* START *

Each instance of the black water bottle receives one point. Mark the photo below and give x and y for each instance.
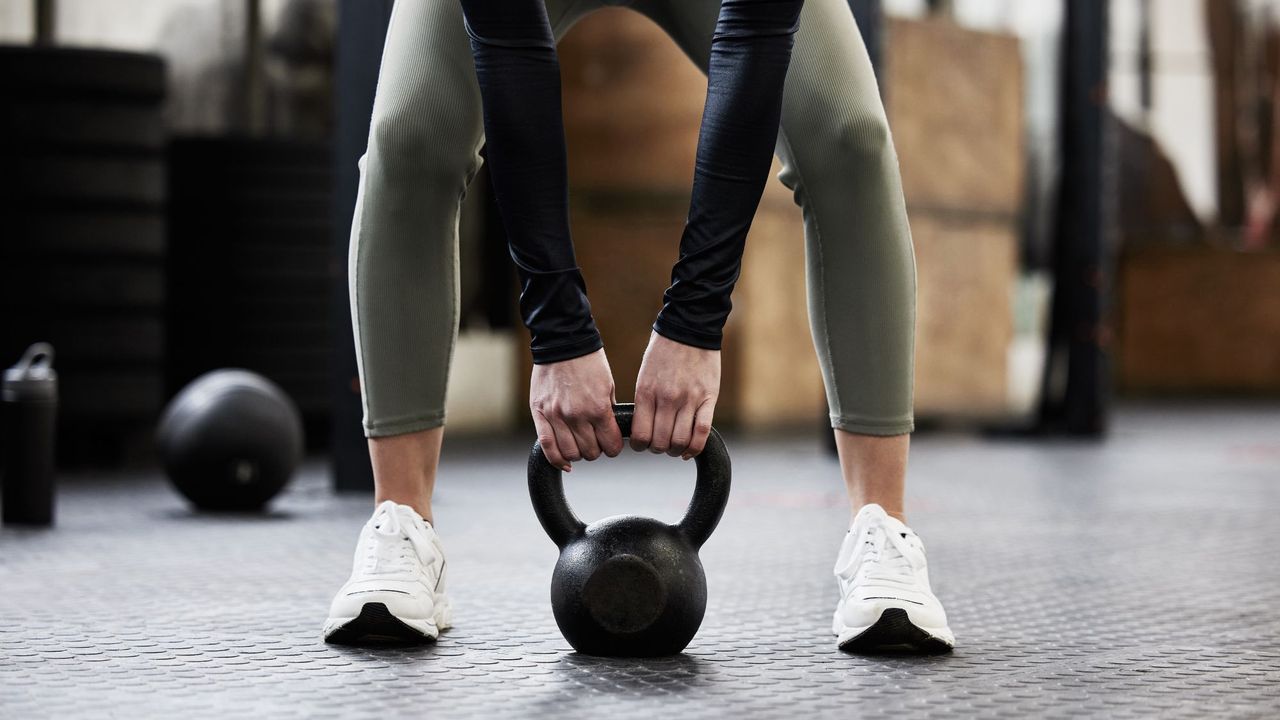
(27, 420)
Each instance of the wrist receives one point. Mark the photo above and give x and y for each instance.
(676, 332)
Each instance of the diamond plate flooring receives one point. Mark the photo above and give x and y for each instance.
(1134, 578)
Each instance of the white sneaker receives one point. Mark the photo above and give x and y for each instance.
(885, 596)
(396, 591)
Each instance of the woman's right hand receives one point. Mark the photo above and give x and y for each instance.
(572, 408)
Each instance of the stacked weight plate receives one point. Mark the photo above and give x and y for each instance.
(82, 194)
(248, 264)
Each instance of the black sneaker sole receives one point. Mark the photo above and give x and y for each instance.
(894, 632)
(375, 625)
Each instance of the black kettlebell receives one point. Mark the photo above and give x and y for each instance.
(629, 586)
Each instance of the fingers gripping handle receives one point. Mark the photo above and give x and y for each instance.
(711, 491)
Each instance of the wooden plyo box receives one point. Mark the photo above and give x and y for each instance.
(955, 106)
(1200, 320)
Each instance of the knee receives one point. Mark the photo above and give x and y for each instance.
(416, 146)
(863, 139)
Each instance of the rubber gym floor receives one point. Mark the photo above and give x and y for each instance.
(1134, 578)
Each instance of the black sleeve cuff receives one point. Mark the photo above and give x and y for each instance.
(707, 340)
(568, 351)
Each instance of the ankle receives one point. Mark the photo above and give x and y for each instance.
(897, 513)
(420, 505)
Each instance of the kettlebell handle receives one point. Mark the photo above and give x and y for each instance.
(711, 490)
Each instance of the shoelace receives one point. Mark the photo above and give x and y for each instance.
(392, 551)
(885, 561)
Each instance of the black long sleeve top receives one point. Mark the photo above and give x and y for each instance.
(520, 86)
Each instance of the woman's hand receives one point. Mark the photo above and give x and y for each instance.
(572, 408)
(676, 395)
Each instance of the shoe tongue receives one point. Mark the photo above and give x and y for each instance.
(869, 514)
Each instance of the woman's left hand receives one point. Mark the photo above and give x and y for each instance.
(676, 393)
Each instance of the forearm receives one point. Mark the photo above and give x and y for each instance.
(520, 86)
(749, 59)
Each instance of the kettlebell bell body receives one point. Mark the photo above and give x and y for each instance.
(630, 586)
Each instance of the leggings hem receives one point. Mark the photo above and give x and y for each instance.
(406, 425)
(864, 427)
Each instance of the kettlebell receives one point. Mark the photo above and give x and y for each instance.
(630, 586)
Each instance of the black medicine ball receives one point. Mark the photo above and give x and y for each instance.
(231, 440)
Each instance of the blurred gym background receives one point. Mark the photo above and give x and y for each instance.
(1092, 188)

* END *

- [EXERCISE]:
Copy all the records above, replacing "receives one point" with "gets a single point" and changing nothing else. Omit the pictures from your copy.

- [EXERCISE RESULT]:
Each instance of the black water bottle gets a single point. Mark the photo below and give x and y for each instance.
(27, 420)
Each instance of the wrist gets a single point. Mark the photo above and give x and y for each instance.
(676, 332)
Each instance of the diamond plate flooring gets a single point. Mark the photo above and give x and y for each instance.
(1134, 578)
Each instance of the white sneaker gets a single point. Mark the photo above and give x and y for each instance.
(885, 596)
(396, 591)
Each instance of the woman's right hand gets a single point. Mark the photo above and give x and y for each instance.
(572, 408)
Each instance of the stacked weight plate gets a single point. Mark the photo above and give x and y for each instance.
(82, 194)
(248, 264)
Each instance of the black sneaker sole gets a single point. Mark the photo above and give x and y for each instance.
(894, 632)
(375, 625)
Each instance of the black kettlebell gets a single point. Mark the photo above and give x and y for each instance.
(629, 586)
Each instance of the fingers gripping handle gets a single point. Mark the photo above and give x and y for each instance.
(711, 491)
Each instance of the wooden plyo box gets a single point. Mark the photo above and give x and y for each instance.
(955, 106)
(1200, 320)
Each instance of the knee gets a single point. Mark the photo above and give x and y for each instance.
(416, 146)
(863, 139)
Each instance of the rubber gym floor gets a single point. Mark the photo above and give x and y for each instance.
(1134, 578)
Each instance of the black sleeve cuff gets a single point. Mark the photo above and give x and y for each instance.
(707, 340)
(568, 351)
Each instance of the ankle gets a single point. Mark the photo above and give x and y for each instance.
(897, 513)
(420, 505)
Each instance of the kettlebell handle gets a single point. Mark the photo above and give x and y for each instance.
(711, 490)
Each instance of the shoelace gets a single point. Mark the photo above and give x and y for each instance.
(392, 551)
(885, 561)
Each instance of the black long sleeve top gets a single point. Mark the photo above and give x and y for each instance.
(520, 86)
Each instance of the woman's hand gets a single point. Mark the photo above and give x and y for each instance.
(572, 408)
(676, 395)
Each instance of the shoe tongue gets a single point. Mark the photo above and give x and y for each instance.
(869, 514)
Each instance of the woman's left hand gets a single point. Mark the photo above and give x and y for each instance.
(676, 393)
Each instance of the forearm gets a single point. Mark the photo above and give x and y for each instance.
(520, 86)
(749, 59)
Each instance of the kettlebell bell body gets a single point. Mark the photo above and give x and y for each instance.
(630, 586)
Each instance of the leggings hem gets a single point. Mark the photo above and give x and y for each instance.
(406, 425)
(864, 427)
Each instance of the kettlebell gets a single point. Mark the photo above and give x and y for each instance.
(630, 586)
Each instance of the black medicine ball gets a single point. Mark the photo above and give x and y for each instance.
(231, 440)
Each instance of the blurred gym background gets a single point. Mark the photo above and give x and y for each instance.
(1092, 188)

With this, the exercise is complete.